- Document excerpt
-- start --

Opinion
No. 30,911.
June 5, 1936.
Criminal law — appeal and error — review — error in instructions — necessity of exception, motion for new trial, or further instructions.
1. Where there is no exception taken to the charge in a criminal case, no motion for a new trial, and no request for further instructions, alleged error in the charge cannot be assigned as error in this court.
Larceny — conviction sustained.
2. Facts stated in opinion held to justify a conviction for petit larceny.
Defendant appealed from a judgment of conviction of the district court for Meeker county, G.E. Qvale, Judge, in a prosecution for petit larceny. Affirmed.
Ozro Yakey and John I. Davis, for appellant.
Harry H. Peterson, Attorney General, Roy C. Frank, Deputy Attorney General, and Sam G. Gandrud, County Attorney, for the State.
This is an appeal from a judgment of conviction in a prosecution for petit larceny.
Defendant is charged with stealing a sweep rake or "haybucker" from one Anderson. The defendant is a young man who lived with his father on his father's farm in Swift county. Anderson, the complainant, lived not far distant in Meeker county. July 18, 1935, Anderson and his son were using the haybucker and at the close of the working day left it in the field. When Anderson returned to the field the next morning the implement was gone. Sometime between July 15 and 19 a small gasolene engine was stolen from one Doyle, a farmer living near Anderson. September 5, 1935, Doyle, Anderson, the sheriff of Meeker county, and a deputy sheriff of Swift county drove to the farm of defendant's father and there found both the gasolene engine and the haybucker. Defendant was questioned about the articles and claimed title to both. He claimed to have purchased the haybucker from a traveling junk dealer and the gas engine from a man in St. Cloud. Defendant claimed not to know the vendors and at the time of the trial had been unsuccessful in locating either. The St. Cloud man, defendant claims, had several gasolene engines at a certain location in St. Cloud, and defendant selected the engine belonging to Doyle from the lot and bought it. At the time of his interview with the complainant, Doyle, and the sheriffs, defendant denied having taken receipts for payment of the articles, but at the trial he produced receipts. He was convicted by a jury in justice court and upon appeal to the district court was again convicted.

-- end --

- Extracted information
-- start --

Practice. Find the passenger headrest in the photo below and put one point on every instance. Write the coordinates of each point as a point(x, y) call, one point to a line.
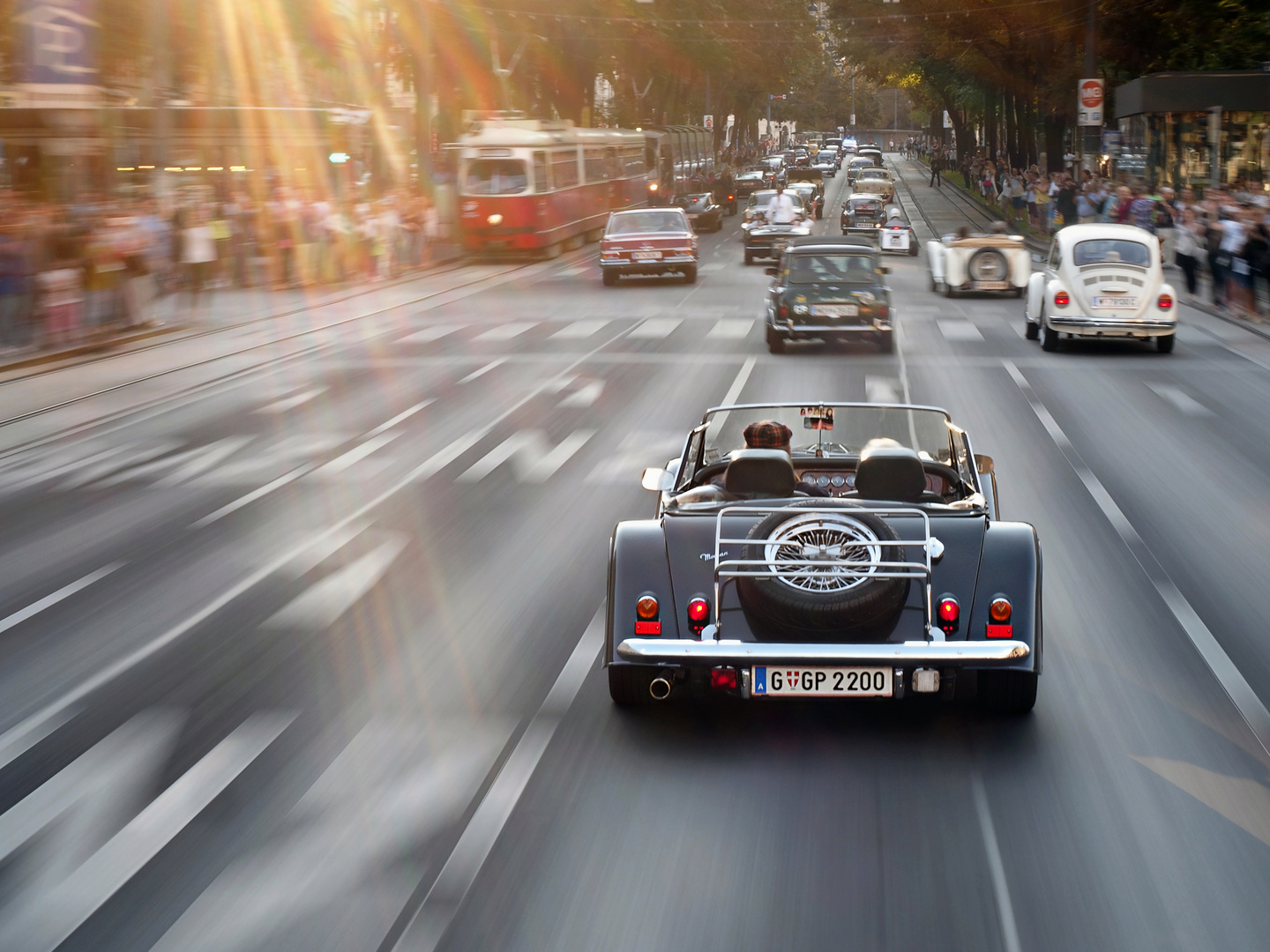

-- end --
-- start --

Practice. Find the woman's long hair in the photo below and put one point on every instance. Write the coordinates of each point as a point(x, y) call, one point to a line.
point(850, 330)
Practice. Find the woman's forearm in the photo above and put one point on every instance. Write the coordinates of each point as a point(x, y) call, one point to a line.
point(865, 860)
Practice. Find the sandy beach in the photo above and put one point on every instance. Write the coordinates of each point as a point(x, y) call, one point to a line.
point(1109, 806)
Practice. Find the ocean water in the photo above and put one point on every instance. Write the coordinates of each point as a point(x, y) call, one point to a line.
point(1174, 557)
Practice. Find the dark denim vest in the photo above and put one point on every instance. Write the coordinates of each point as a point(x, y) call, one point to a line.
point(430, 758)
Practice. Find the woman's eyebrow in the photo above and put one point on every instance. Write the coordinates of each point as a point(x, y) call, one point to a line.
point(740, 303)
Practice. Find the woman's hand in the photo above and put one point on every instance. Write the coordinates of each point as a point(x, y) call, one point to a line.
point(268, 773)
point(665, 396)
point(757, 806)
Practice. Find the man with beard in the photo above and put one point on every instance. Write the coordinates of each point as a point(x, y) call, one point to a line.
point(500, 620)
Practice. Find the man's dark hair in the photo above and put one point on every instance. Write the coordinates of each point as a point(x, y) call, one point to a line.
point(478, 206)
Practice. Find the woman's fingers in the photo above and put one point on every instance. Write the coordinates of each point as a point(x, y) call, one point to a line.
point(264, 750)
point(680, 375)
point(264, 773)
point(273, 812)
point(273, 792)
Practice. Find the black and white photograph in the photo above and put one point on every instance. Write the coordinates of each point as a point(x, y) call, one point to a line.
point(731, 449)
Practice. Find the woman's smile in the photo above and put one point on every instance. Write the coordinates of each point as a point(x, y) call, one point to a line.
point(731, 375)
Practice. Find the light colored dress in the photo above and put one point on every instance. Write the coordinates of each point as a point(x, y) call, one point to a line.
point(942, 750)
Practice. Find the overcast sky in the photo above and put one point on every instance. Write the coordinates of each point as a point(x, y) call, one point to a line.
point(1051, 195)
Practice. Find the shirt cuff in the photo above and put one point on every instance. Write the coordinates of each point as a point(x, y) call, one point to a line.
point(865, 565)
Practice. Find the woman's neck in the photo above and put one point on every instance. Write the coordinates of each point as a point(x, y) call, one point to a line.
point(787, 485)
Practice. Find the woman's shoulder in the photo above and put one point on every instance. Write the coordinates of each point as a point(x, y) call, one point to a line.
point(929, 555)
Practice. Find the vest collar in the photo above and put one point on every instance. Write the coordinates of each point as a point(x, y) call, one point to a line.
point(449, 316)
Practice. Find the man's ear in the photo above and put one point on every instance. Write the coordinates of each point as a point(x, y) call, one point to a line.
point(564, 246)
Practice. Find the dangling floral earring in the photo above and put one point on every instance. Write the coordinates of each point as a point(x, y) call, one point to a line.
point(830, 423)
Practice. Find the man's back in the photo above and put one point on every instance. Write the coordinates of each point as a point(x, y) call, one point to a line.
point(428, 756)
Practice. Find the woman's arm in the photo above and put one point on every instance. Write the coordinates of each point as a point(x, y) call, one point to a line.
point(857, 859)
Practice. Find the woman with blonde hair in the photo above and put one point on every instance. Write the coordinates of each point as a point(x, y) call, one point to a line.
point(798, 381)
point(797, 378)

-- end --

Summarize the larceny opinion in two sentences. The data has no connection to the larceny opinion.

- Solution to this task
The defendant appealed a petit larceny conviction from the district court for Meeker county, where he was charged with stealing a haybucker from Anderson, and the judgment was affirmed. The haybucker and a gasolene engine stolen from Doyle were found on his father's farm, and the defendant claimed he had bought them from vendors he did not know and had not been able to locate.